• **EXERCISE REQUIREMENTS**
From the line that includes "In the photo above, where can the running" to the last line of the records, inclusive, repeat each line exactly.

• **TASK DATA**
---*---

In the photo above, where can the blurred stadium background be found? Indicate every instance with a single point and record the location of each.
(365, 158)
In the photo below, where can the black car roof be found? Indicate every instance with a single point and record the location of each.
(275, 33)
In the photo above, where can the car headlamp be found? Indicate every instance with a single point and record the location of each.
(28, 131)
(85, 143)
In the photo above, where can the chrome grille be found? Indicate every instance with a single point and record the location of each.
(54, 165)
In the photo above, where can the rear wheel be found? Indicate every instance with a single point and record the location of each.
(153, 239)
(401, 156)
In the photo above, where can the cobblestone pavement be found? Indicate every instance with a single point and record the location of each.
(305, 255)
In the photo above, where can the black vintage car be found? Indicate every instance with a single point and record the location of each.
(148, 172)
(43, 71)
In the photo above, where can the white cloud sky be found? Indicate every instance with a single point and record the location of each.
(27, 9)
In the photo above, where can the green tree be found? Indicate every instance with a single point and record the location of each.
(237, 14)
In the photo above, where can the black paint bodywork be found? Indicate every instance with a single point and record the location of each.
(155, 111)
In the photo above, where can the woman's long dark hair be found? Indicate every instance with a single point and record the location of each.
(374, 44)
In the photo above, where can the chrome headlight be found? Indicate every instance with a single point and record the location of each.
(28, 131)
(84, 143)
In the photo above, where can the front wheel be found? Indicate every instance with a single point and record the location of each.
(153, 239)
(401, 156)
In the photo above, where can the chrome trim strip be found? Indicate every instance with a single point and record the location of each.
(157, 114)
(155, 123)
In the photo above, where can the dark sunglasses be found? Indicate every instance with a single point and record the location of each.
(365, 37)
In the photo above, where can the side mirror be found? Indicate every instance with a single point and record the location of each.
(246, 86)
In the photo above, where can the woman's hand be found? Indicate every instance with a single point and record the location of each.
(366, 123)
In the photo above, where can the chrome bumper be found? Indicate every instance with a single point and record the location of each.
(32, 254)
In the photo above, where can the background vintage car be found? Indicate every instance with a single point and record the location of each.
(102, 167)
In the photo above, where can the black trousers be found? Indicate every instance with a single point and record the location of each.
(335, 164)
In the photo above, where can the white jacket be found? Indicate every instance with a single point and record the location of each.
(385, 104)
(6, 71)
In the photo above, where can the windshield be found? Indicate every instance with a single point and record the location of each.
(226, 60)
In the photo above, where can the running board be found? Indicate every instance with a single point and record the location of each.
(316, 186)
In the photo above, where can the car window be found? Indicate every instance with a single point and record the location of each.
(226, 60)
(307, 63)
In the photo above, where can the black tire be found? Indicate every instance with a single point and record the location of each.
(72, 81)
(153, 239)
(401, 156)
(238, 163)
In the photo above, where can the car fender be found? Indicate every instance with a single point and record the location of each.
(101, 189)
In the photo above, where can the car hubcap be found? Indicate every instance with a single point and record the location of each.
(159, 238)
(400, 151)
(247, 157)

---*---

• **SOLUTION TO THIS TASK**
In the photo above, where can the running board be found? Indicate every instance with a single point and record the location of each.
(316, 186)
In the photo above, where can the car window be found? Indicate every instance with a single point and record the location of each.
(226, 60)
(307, 63)
In the photo above, where can the black tire be found? Indicate every instance with a single point and record the location of each.
(72, 81)
(153, 239)
(401, 156)
(238, 163)
In the photo above, where can the car fender be found? Indicate every instance with a single point and record the location of each.
(101, 189)
In the photo above, where can the car hubcap be found? Indicate every instance with a single point and record the location of each.
(159, 238)
(400, 151)
(247, 157)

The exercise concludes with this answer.